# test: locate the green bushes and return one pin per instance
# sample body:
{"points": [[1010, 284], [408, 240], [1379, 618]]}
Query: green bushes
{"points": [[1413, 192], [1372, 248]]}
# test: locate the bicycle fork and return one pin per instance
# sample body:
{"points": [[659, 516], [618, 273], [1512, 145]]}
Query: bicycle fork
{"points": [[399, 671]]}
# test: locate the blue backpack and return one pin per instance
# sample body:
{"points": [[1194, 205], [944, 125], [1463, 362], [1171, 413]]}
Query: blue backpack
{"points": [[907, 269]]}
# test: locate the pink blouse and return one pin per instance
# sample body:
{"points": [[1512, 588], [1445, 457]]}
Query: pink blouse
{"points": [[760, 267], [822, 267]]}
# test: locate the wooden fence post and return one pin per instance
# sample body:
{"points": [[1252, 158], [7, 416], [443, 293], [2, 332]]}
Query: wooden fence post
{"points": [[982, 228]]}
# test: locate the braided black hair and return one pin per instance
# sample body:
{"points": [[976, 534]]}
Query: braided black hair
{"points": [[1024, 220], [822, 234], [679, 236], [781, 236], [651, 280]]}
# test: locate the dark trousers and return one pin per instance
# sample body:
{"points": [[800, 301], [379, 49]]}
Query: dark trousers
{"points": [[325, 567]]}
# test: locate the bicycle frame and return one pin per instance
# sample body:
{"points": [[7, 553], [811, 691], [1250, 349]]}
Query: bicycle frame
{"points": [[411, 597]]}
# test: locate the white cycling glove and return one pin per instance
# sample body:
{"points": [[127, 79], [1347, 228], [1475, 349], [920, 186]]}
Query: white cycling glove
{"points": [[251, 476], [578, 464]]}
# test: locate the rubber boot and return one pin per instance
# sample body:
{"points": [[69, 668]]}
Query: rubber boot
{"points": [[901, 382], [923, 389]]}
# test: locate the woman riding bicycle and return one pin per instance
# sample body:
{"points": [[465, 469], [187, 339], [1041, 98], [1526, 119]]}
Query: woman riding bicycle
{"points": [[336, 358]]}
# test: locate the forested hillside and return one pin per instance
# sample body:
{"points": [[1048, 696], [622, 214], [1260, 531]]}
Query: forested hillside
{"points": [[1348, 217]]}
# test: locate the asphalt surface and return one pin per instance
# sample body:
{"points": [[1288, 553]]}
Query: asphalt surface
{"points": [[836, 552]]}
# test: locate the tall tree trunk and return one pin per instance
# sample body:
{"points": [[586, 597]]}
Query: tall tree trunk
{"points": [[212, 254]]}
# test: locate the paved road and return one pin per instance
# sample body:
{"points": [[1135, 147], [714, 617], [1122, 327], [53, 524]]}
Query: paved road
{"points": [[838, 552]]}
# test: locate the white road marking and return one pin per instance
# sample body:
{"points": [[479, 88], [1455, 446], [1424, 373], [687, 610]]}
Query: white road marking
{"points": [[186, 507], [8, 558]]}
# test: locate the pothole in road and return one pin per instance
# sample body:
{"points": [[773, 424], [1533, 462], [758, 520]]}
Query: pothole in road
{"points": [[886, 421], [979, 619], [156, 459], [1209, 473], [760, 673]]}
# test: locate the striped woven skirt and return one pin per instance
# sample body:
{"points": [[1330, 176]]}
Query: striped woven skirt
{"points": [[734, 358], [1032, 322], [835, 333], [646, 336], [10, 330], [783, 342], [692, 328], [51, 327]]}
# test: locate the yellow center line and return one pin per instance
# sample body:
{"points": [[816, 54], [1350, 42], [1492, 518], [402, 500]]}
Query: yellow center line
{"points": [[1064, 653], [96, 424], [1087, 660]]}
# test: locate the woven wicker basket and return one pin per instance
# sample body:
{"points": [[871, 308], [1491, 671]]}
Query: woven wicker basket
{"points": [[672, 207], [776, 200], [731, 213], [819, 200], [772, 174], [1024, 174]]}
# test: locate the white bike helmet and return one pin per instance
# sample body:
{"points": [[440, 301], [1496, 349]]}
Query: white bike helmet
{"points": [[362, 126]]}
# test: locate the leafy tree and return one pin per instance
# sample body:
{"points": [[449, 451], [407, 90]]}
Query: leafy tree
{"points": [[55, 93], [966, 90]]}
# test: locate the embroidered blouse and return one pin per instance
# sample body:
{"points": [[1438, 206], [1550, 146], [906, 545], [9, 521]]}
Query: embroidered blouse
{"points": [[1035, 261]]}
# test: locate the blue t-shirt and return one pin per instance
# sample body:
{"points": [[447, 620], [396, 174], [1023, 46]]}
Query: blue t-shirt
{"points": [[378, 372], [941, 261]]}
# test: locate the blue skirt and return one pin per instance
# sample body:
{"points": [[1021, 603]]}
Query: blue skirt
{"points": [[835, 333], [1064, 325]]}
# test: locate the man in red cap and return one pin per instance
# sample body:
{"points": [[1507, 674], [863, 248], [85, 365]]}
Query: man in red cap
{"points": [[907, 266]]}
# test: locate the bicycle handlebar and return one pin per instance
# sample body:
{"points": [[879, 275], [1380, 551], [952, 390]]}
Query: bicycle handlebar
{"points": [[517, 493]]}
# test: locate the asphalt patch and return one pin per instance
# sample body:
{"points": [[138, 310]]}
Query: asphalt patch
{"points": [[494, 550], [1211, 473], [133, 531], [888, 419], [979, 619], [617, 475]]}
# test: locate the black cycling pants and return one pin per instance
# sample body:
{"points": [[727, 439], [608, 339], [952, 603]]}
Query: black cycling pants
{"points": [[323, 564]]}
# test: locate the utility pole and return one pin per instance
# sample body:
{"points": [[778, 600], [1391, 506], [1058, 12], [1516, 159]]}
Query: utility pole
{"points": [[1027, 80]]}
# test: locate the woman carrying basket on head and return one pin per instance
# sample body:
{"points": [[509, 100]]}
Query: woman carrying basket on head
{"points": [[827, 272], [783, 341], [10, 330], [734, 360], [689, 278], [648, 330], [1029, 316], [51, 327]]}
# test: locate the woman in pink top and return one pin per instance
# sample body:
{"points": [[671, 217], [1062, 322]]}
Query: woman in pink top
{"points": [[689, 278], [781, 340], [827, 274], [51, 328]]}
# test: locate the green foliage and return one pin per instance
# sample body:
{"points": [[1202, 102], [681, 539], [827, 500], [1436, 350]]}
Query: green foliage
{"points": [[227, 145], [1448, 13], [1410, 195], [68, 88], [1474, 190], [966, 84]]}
****************
- [TASK PROMPT]: Your task is to print all of the records exactly.

- [EXERCISE OUTPUT]:
# test: locate the green bushes and return one pin per instance
# sample body:
{"points": [[1010, 284], [408, 240], [1379, 618]]}
Query: green bushes
{"points": [[1413, 192], [1372, 248]]}
# test: locate the bicycle fork and return one pin per instance
# sample body:
{"points": [[659, 516], [618, 273], [1512, 145]]}
Query: bicycle fork
{"points": [[399, 671]]}
# test: locate the blue backpack and return one pin per instance
# sample body:
{"points": [[1194, 205], [944, 125], [1463, 362], [1171, 413]]}
Query: blue backpack
{"points": [[907, 269]]}
# test: locate the pink blouse and return one pin per instance
# sample body:
{"points": [[1512, 588], [1445, 457]]}
Query: pink blouse
{"points": [[760, 267], [822, 267]]}
# test: locate the wooden fence post and return one pin per instance
# sample body:
{"points": [[1252, 158], [7, 416], [443, 293], [2, 332]]}
Query: wooden fence post
{"points": [[982, 228]]}
# test: locate the braided black hair and return one pin per instance
# sample body:
{"points": [[976, 534]]}
Query: braided black hair
{"points": [[1024, 220], [822, 234], [679, 236], [781, 236], [651, 280]]}
# test: locate the dark trousers and return one pin per instance
# sample body:
{"points": [[800, 301], [379, 49]]}
Query: dark trousers
{"points": [[325, 567]]}
# test: locate the bicycle frame and return one pin per instance
# sample body:
{"points": [[7, 553], [811, 691], [1250, 349]]}
Query: bicycle frame
{"points": [[411, 597]]}
# test: locate the white cycling glove and return one pin per instance
# sample body:
{"points": [[127, 79], [1347, 228], [1475, 349], [920, 186]]}
Query: white cycling glove
{"points": [[251, 476], [578, 464]]}
# test: locate the rubber boot and return one pin per instance
# sample body:
{"points": [[69, 668]]}
Query: rubber boot
{"points": [[901, 382], [923, 389]]}
# test: locate the woman riding bicycle and return one pin per instance
# sample body:
{"points": [[465, 469], [187, 339], [1041, 98], [1526, 119]]}
Query: woman riding bicycle
{"points": [[336, 358]]}
# test: locate the forested hillside and return one pin per instance
# sample body:
{"points": [[1048, 696], [622, 214], [1260, 531]]}
Query: forested hillside
{"points": [[1348, 217]]}
# test: locate the asphalt surface and return one pin per instance
# sample body:
{"points": [[1288, 553]]}
Query: asphalt surface
{"points": [[836, 552]]}
# test: locate the tall tree trunk and return one pin per instance
# sample body:
{"points": [[586, 597]]}
Query: tall tree trunk
{"points": [[212, 254]]}
# test: locate the paved road and return one pin per instance
# sample body:
{"points": [[1135, 147], [714, 617], [1122, 327], [53, 524]]}
Query: paved road
{"points": [[838, 552]]}
# test: locate the white road marking and return one pin per instance
# sample body:
{"points": [[479, 88], [1455, 446], [1424, 373], [687, 610]]}
Query: white road marking
{"points": [[186, 507], [8, 558]]}
# test: locate the pothole in road and return one pin per instance
# sample body:
{"points": [[773, 424], [1533, 462], [758, 520]]}
Query: pothole in road
{"points": [[886, 421], [979, 619], [156, 459], [1209, 473], [760, 673]]}
# test: locate the striped woven skirt and return one pin per instance
# sample body:
{"points": [[1330, 176]]}
Query: striped woven skirt
{"points": [[734, 358], [1032, 322], [835, 333], [646, 336], [10, 330], [783, 342], [692, 328], [51, 327]]}
# test: locate the yellow center line and return one pin per instance
# sample body:
{"points": [[816, 54], [1350, 42], [1492, 518], [402, 500]]}
Query: yellow center line
{"points": [[1064, 653], [96, 424], [1087, 660]]}
# test: locate the woven wicker basket and return one pin per instance
# sample body:
{"points": [[871, 308], [1491, 671]]}
Query: woven wicker basket
{"points": [[672, 207], [776, 200], [731, 213], [819, 200], [772, 174], [1024, 174]]}
# test: locate the white bike helmet and return one pin per instance
# sample body:
{"points": [[440, 301], [1496, 349]]}
Query: white bike helmet
{"points": [[362, 126]]}
# test: locate the leafy tree and return one pin per instance
# sample body:
{"points": [[449, 451], [407, 90]]}
Query: leafy tree
{"points": [[55, 93], [966, 90]]}
# test: locate the embroidered blouse and return one pin per instance
# sample body:
{"points": [[1438, 206], [1550, 146], [906, 545], [9, 521]]}
Query: embroidered blouse
{"points": [[1035, 261]]}
# test: locate the blue t-shirt and return one pin per instance
# sample body:
{"points": [[447, 620], [396, 174], [1023, 46]]}
Query: blue t-shirt
{"points": [[378, 372], [941, 261]]}
# test: locate the blue skirt and return one pin per instance
# sample body:
{"points": [[1021, 603]]}
Query: blue skirt
{"points": [[835, 333], [1064, 325]]}
# test: locate the man in red cap and return one pin per instance
# sample body:
{"points": [[1507, 674], [863, 248], [85, 365]]}
Query: man in red cap
{"points": [[907, 266]]}
# test: locate the bicycle handlebar and return one pin per instance
# sample body:
{"points": [[879, 275], [1380, 551], [952, 390]]}
Query: bicycle handlebar
{"points": [[517, 493]]}
# test: locate the asphalt patch and return one pin per instance
# sample body:
{"points": [[138, 310]]}
Query: asphalt patch
{"points": [[494, 550], [1211, 473], [133, 531], [888, 419], [979, 619], [617, 475]]}
# test: locate the black cycling pants and return one pin per instance
# sample body:
{"points": [[727, 439], [608, 339], [952, 603]]}
Query: black cycling pants
{"points": [[323, 564]]}
# test: locate the utility pole and return one pin per instance
# sample body:
{"points": [[778, 600], [1391, 506], [1058, 12], [1516, 159]]}
Query: utility pole
{"points": [[1027, 80]]}
# test: locate the woman carrying basket on head and return one pin per instance
# sample body:
{"points": [[509, 100]]}
Query: woman carrying basket on head
{"points": [[827, 272], [783, 341], [10, 330], [734, 360], [689, 278], [648, 330], [1029, 316], [51, 327]]}
# test: locate the woman in pink top and return one pin per instance
# sample body:
{"points": [[671, 217], [1062, 322]]}
Query: woman in pink top
{"points": [[689, 278], [781, 340], [827, 274], [51, 328]]}
# test: locate the green foliage and return one pin per instance
# sample body:
{"points": [[1202, 102], [681, 539], [827, 500], [1436, 350]]}
Query: green foliage
{"points": [[227, 145], [1448, 13], [1410, 195], [68, 88], [1474, 190], [966, 84]]}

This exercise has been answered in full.